*Consegna 1*
Nell'estratto qui sotto, riduci a un elenco puntato il paragrafo che comincia con «La loro svolta verso il rock intimista», mantenendone i fatti principali.

*Estratto*
────────

Anathema @ Magazzini Generali, Milano – 14 novembre 2010

«Mettiti il cuore in pace: Restless Oblivion non la faranno mai». Questo è il mantra che mi sono ripetuto innumerevoli volte (e sempre con un po’ di amarezza) da quando ho acquistato il biglietto per la data milanese degli Anathema, attualmente impegnati in una lunga passeggiata nel continente per promuovere il loro nuovo album “We’re Here Because We’re Here”, uscito il 31 maggio per Kscope e prodotto da Steven Wilson dei Porcupine Tree.

La loro svolta verso il rock intimista e atmosferico degli ultimi lavori, con l’onere del songwriting passato interamente nelle mani del chitarrista Danny Cavanagh, non mi ha mai pienamente entusiasmato, e se sui singoli brani riesco a provare fortissime emozioni, mi è ormai difficile ascoltare per intero uno degli album più recenti, malgrado l’indiscutibile qualità del materiale. Del resto gli Anathema sono musicalmente nomadi, e non si può negare che la loro grandezza artistica dipenda molto dal coraggio che hanno sempre dimostrato nell’evolversi e cambiare rotta disco dopo disco, sperimentando ed esplorando nuovi territori e mantenendosi sempre ben lontani dalla banalità e dai sentieri battuti da molti.

────────

*Dati registrati*

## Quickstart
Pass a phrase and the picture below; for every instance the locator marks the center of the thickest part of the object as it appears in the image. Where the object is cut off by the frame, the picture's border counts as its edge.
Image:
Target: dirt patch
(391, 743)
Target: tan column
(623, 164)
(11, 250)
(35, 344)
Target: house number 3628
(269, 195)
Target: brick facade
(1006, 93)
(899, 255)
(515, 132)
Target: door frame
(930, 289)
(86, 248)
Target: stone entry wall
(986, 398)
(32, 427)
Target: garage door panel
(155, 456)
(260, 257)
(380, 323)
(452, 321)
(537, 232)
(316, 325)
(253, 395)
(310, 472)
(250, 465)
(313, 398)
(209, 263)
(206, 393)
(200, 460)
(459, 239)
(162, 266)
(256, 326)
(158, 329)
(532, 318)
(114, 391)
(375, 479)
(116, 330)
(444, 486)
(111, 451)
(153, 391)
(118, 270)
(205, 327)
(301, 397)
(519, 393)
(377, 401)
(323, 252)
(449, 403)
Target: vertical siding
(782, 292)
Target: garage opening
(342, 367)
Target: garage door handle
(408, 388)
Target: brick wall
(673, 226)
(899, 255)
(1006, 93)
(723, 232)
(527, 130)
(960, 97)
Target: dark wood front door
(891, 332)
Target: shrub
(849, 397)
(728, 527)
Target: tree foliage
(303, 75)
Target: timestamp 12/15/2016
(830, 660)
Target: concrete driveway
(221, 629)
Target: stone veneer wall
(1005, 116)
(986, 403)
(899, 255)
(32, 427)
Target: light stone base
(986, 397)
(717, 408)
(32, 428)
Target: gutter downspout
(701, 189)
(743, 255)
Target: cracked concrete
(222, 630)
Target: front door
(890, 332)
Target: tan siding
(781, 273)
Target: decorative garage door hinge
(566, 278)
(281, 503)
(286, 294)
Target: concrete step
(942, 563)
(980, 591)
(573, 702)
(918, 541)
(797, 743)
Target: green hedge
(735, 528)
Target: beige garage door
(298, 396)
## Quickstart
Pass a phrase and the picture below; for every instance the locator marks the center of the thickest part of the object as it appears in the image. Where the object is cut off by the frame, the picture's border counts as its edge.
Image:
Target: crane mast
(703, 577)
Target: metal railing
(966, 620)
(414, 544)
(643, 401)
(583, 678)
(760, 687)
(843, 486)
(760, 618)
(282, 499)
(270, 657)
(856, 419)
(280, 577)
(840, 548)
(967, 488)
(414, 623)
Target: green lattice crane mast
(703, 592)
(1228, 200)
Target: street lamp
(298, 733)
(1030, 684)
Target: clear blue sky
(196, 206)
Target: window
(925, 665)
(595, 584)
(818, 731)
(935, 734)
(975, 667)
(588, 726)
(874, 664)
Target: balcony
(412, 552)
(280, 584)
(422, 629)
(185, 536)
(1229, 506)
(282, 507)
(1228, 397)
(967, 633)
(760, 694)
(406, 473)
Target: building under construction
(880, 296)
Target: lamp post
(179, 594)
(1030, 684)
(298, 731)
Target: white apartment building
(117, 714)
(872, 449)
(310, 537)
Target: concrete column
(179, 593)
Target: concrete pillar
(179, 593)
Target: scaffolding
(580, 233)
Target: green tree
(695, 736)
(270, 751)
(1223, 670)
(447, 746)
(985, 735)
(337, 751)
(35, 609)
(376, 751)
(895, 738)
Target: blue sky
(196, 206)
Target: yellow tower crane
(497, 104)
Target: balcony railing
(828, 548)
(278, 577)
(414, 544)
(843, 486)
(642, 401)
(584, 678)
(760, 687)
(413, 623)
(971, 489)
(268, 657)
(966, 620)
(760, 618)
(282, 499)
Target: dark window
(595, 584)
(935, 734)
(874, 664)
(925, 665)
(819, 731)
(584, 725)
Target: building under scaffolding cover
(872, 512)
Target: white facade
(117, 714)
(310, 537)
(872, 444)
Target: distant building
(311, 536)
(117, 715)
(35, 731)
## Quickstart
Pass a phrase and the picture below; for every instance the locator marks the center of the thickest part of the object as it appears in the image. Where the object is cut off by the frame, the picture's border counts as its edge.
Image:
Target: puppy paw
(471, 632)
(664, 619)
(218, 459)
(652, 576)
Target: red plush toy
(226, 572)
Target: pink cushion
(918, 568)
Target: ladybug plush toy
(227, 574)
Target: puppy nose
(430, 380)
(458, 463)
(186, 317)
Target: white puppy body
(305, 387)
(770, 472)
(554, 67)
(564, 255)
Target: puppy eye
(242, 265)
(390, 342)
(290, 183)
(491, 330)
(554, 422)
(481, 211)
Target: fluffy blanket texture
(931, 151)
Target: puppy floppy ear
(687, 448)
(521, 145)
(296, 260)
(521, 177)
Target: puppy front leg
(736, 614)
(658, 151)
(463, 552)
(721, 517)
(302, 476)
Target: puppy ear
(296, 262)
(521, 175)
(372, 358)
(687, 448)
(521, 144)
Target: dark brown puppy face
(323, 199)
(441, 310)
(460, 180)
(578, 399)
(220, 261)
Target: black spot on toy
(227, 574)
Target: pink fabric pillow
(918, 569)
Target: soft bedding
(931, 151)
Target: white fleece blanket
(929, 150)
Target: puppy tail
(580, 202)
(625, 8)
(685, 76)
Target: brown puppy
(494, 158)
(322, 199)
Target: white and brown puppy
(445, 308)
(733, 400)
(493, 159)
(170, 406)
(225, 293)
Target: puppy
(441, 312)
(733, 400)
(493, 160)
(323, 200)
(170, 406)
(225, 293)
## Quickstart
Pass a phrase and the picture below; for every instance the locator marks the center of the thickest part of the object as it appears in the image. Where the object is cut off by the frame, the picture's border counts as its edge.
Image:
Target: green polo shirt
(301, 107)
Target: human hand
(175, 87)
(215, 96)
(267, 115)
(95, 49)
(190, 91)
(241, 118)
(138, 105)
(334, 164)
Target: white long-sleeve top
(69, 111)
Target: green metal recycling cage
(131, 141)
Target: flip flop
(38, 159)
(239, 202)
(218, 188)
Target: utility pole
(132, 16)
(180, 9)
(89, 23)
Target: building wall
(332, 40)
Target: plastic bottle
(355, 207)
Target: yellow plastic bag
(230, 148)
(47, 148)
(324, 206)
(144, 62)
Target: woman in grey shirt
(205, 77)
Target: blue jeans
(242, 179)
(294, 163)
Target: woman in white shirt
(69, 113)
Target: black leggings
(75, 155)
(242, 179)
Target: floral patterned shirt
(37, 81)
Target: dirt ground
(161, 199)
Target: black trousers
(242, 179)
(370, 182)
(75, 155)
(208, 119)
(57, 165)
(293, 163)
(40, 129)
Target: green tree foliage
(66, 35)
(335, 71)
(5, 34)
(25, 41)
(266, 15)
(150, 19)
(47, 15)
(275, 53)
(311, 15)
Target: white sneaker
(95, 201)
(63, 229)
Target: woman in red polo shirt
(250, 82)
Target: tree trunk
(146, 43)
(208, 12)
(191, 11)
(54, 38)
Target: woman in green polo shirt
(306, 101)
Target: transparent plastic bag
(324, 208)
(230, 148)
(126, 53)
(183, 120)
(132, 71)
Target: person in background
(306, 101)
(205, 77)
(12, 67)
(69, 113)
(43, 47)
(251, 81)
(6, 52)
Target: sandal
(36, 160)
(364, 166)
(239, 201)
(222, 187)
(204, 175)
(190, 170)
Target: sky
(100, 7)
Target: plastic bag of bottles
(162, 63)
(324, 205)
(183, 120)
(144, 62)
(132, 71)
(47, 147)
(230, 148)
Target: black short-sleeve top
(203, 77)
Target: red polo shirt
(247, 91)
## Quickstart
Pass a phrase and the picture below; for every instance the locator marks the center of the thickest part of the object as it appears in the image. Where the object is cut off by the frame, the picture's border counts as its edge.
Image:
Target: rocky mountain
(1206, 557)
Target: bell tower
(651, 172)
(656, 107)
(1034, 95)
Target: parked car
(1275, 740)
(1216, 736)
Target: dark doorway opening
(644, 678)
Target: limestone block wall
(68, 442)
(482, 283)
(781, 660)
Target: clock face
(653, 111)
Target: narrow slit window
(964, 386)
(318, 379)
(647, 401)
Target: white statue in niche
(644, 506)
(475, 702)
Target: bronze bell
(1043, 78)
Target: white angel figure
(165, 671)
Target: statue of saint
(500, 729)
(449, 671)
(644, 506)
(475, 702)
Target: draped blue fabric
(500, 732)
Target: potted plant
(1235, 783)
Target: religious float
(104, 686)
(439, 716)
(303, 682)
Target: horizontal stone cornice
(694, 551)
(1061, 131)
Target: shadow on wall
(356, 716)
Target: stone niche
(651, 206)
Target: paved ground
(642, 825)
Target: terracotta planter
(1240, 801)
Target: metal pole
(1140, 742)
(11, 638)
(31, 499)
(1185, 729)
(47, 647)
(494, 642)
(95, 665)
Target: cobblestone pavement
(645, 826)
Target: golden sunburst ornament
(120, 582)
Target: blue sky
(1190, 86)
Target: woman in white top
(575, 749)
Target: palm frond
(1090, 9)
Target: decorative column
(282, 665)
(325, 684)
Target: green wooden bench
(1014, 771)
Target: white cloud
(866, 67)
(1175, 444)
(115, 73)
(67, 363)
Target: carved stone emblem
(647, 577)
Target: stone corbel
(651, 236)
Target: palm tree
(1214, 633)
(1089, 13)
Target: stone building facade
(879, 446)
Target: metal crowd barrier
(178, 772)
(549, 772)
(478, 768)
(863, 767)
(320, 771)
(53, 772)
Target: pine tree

────────

*Consegna 2*
Trascrivi in una tabella Markdown le righe delle voci, cominciando da quella che contiene "Target: stone building facade" e arrivando fino alla fine delle voci, con le colonne «N.» per il numero progressivo e «Riga» per il testo. Tralascia le righe vuote.

*Risultato corretto 1*
- La svolta degli Anathema verso il rock intimista e atmosferico degli ultimi lavori, con la scrittura dei brani passata interamente al chitarrista Danny Cavanagh, non ha mai entusiasmato pienamente chi scrive.
- Chi scrive prova emozioni fortissime con i singoli brani, ma fatica ad ascoltare per intero gli album più recenti, pur riconoscendo l'indiscutibile qualità del materiale.
- Gli Anathema sono musicalmente nomadi: la loro grandezza artistica dipende molto dal coraggio di evolversi e cambiare rotta a ogni disco.
- La band sperimenta ed esplora nuovi territori, restando lontana dalla banalità e dai sentieri battuti da molti.

*Risultato corretto 2*
| N. | Riga |
|---|---|
| 1 | Target: stone building facade |
| 2 | (879, 446) |
| 3 | Target: metal crowd barrier |
| 4 | (178, 772) |
| 5 | (549, 772) |
| 6 | (478, 768) |
| 7 | (863, 767) |
| 8 | (320, 771) |
| 9 | (53, 772) |
| 10 | Target: pine tree |